◆ SOURCE EXCERPT

□ □ □ □ □

Next, we define the methodology used for collecting the training data, test data and to perform cross validation.



Fig. 4. Relative error for leave-one-out cross validation (LOOCV)

1) Cross-validation: Before we test our trained model on unseen test data, there is a need to validate the model. It is a standard way to test how well a model generalizes. The standard procedure for cross-validation is to split the training dataset into two disjoint sets: training and validation sets. We use the training set for building the model and the validation set for evaluating the accuracy of the model. To get a more accurate idea of the generalizability of the model, we perform multiple rounds of cross-validation with different splits of the dataset each time. We use leave-one-out cross-validation (LOOCV) [25] to test the robustness of our model. The basic idea is to leave one data point from the entire dataset for testing and using other data points for training. In our case, we have multiple data points corresponding to a benchmark. Thus, to perform LOOCV for a particular benchmark (experiments in Figure 4), we leave all the data points corresponding to that benchmark for testing and use the rest for training. This ensures that the validation data is unseen. Figure 4 shows the cross-validation error for each benchmark. We observe a 9% relative error (mean) for predicting the execution time of running multiple applications on the GPU. Here each x-axis label denotes the benchmark that was left out in the LOOCV.

2) Test Data: We partition the entire dataset into two disjoint sets, one for training (80%) and other for testing (20%). The test data is not seen by the model at any time during the training. It is used only during the evaluation to evaluate the accuracy and the relative error in our predictions.

## VI. RESULTS AND ANALYSIS

There are two different kinds of bags used in our evaluation: homogeneous and heterogeneous. In a homogeneous bag the concurrently running applications are the same: code, input size, and threads. A heterogeneous bag is formed by all possible combinations of different benchmarks. We evaluate the bags for a concurrency of two. We compare the schemes

on the basis of the relative error, which is defined similar to [23]:



 $Error = |(true_{val} - predicted_{val})/true_{val}| \times 100$ 

Fig. 5. Comparison with related work (used their features for the multiapplication concurrency scenario)

□ □ □ □ □

[Location-labeling records]
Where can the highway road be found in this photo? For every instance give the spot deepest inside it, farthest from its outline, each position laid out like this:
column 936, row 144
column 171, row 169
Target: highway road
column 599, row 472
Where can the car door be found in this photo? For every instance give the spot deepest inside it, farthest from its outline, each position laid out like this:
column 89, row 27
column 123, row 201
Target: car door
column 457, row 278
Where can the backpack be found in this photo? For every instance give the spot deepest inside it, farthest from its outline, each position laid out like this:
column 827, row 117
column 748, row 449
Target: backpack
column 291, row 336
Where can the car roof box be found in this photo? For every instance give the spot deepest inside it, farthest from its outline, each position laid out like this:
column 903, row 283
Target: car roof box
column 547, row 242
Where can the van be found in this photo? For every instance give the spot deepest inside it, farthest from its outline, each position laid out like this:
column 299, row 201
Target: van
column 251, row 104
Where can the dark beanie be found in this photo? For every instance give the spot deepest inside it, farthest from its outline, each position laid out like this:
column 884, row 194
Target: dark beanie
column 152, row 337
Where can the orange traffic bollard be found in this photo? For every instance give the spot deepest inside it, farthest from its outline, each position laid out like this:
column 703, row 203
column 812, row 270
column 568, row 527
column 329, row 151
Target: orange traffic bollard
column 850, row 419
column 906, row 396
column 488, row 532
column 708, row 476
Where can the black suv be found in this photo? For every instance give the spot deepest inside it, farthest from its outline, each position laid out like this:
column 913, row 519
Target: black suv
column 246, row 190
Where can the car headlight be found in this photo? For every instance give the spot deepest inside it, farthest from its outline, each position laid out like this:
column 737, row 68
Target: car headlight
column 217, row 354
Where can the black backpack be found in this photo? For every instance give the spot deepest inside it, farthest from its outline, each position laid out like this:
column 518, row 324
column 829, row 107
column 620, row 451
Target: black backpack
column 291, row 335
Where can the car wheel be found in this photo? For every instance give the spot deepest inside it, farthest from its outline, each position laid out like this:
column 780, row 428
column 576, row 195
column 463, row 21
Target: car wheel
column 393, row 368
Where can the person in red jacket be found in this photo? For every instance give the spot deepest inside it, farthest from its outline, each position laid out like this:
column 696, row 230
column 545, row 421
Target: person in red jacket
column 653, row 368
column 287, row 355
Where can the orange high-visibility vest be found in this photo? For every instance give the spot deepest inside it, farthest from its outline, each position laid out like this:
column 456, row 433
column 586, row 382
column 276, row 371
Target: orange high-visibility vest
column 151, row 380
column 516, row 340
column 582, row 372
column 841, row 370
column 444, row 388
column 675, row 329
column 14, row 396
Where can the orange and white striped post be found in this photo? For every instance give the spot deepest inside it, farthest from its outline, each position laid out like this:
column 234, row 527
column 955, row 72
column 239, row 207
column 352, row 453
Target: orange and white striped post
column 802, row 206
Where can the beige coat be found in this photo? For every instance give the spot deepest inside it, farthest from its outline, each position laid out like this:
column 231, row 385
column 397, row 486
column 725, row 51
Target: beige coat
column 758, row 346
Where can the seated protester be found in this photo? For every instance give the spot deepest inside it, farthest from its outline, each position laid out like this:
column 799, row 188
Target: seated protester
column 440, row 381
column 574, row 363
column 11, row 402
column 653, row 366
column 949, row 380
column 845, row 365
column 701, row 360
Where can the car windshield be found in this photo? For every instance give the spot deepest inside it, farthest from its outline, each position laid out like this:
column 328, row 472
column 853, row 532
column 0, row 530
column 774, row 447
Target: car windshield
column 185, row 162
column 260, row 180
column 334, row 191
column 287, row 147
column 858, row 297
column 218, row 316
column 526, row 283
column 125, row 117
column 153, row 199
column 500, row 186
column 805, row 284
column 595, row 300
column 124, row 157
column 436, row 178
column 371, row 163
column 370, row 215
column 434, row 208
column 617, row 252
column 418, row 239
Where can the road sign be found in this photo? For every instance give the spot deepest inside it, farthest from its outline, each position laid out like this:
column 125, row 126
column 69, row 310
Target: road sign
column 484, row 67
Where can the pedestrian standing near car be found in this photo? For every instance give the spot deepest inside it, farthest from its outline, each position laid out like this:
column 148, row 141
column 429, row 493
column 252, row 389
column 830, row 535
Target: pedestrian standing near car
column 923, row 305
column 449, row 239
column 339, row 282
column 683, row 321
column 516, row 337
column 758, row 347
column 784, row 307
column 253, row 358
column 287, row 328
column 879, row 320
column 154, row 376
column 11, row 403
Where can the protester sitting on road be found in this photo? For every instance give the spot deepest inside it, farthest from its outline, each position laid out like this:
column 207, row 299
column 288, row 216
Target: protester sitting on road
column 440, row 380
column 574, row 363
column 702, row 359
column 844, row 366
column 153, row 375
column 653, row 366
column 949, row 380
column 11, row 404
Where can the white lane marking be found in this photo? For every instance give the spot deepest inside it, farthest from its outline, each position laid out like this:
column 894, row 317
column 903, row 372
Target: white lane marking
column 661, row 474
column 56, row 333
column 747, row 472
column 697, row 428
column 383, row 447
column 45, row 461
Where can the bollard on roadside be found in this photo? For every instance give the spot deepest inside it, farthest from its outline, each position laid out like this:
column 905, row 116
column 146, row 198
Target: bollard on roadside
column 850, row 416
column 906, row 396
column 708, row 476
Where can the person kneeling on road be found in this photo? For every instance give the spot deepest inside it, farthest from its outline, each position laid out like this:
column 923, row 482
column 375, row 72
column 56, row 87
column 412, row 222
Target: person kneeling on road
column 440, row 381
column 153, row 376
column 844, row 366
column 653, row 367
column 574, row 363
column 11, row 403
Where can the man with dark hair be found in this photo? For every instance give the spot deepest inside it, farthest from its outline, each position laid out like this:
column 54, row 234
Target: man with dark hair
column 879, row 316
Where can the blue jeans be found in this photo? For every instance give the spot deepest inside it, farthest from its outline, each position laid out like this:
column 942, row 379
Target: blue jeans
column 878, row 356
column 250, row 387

□ □ □ □ □

◆ INSTRUCTIONS
1/ Duplicate the passage of the source excerpt between "on the basis" and "multiapplication concurrency scenario)", inclusive.
2/ In the source excerpt, what percentages of the entire dataset are set aside for training and for testing?

◆ OUTPUTS IN ORDER
1/
on the basis of the relative error, which is defined similar to [23]:



 $Error = |(true_{val} - predicted_{val})/true_{val}| \times 100$ 

Fig. 5. Comparison with related work (used their features for the multiapplication concurrency scenario)

2/ 80% for training and 20% for testing.